• Petunjuk Tugas: Dalam teks tentang penataan akses reform pertanahan di bawah ini, sebutkan semua bentuk kegiatan Sentra Pemberdayaan Rakyat (SPR) yang disebut satu per satu.

====== Teks yang Diberikan ======

Tanah baru dapat memberikan kemakmuran setelah diberikan AKSES REFORM maka sebagai tindak lanjut Penataan Aset Reform Pertanahan diperlukan “Penataan Akses Reform Pertanahan”. Yayasan Obor Tani Semarang telah melaksanakan salah satu kegiatan penataan akses reform pertanahan dengan membuat Sentra Pemberdayaan Tani (SPT) Tanaman Buah Unggul di Desa Genting Kecamatan Jambu Kabupaten Semarang sebagai titik awal obor (titik api) bagi Petani Indonesia. Diharapkan titik-titik api tersebut akan menjalar ke seluruh NKRI sehingga suatu kelak nanti desa-desa kita (one village, one product) akan menjadi surga buah di Nusantara. SPT-SPT tersebut di kemudian hari dapat dikembangkan menjadi Sentra Pemberdayaan Rakyat (SPR) berupa kegiatan Peternakan, Perikanan, Home Industry, Mix Farming dlsb, untuk pengentasan kemiskinan sebagai usaha optimalisai penggunaan dan pemanfaatan tanah.

====== Baris yang Diberikan ======

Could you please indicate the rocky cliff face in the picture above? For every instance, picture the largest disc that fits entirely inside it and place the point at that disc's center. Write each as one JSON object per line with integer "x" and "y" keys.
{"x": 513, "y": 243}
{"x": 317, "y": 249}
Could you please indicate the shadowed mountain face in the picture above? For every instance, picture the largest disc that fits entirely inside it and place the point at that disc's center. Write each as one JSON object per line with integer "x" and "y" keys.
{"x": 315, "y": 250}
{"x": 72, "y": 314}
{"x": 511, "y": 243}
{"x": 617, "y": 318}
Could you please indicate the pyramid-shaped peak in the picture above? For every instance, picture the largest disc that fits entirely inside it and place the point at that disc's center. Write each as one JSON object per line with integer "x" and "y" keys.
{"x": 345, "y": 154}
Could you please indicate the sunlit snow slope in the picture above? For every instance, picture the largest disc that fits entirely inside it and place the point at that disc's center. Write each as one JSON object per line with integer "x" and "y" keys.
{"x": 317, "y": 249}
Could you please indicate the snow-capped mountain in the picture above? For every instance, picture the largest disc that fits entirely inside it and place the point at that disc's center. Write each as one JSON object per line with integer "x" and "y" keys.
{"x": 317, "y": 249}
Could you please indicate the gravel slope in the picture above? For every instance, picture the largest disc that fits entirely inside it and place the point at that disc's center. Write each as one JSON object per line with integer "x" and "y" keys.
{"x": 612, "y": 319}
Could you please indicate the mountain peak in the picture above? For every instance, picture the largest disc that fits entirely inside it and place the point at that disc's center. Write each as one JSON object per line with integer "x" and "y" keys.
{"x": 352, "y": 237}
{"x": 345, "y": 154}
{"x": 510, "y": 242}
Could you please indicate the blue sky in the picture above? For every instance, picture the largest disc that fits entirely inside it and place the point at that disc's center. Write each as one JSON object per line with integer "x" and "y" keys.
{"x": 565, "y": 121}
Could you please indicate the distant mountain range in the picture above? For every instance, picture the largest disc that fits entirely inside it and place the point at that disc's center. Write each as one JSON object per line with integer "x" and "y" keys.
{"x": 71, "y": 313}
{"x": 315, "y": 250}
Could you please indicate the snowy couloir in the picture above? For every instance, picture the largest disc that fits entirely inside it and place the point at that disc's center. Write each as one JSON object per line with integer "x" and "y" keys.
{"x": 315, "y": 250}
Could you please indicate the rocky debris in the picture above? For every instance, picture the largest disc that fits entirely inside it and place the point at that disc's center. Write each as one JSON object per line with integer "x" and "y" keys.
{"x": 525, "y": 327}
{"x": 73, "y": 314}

======
====== Baris yang Diberikan ======

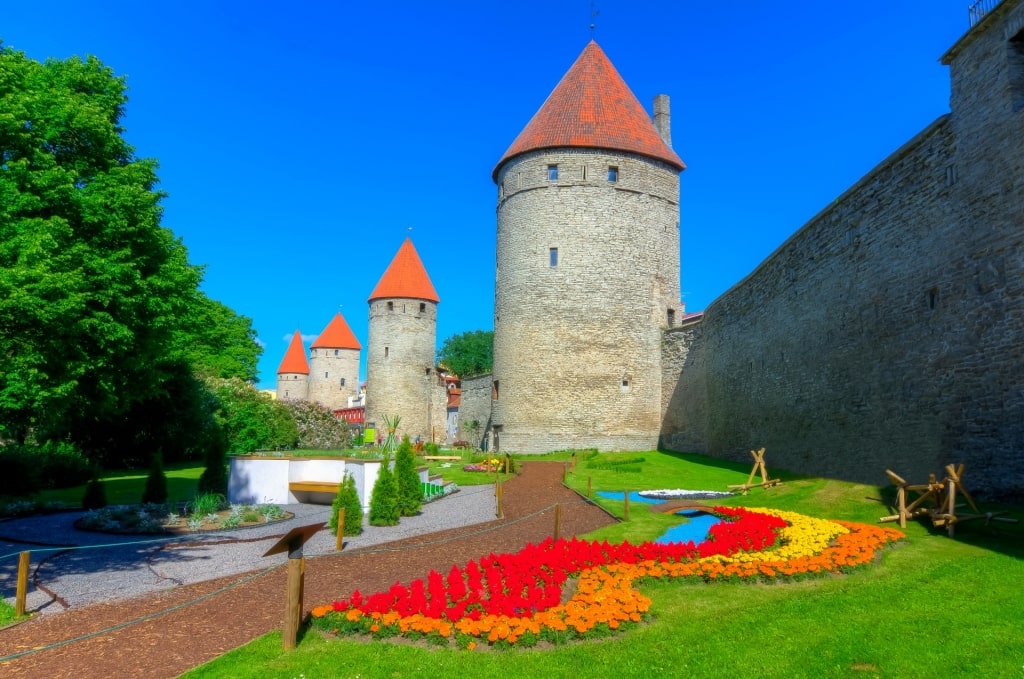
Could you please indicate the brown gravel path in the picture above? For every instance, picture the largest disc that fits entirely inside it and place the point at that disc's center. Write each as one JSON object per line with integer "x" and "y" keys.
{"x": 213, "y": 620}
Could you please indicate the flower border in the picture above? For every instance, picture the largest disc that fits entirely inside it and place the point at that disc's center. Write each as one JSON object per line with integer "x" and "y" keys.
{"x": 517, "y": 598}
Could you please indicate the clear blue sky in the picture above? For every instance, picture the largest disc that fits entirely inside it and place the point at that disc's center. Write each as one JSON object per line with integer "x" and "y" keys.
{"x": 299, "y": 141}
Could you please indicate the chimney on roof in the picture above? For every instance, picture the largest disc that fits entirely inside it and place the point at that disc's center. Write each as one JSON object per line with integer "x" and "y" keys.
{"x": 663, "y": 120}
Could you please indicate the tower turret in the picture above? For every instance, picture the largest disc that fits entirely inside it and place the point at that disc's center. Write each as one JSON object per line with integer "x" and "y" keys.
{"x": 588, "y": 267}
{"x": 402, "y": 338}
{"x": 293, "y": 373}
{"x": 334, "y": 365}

======

• Jawaban Tertulis: Peternakan, Perikanan, Home Industry, Mix Farming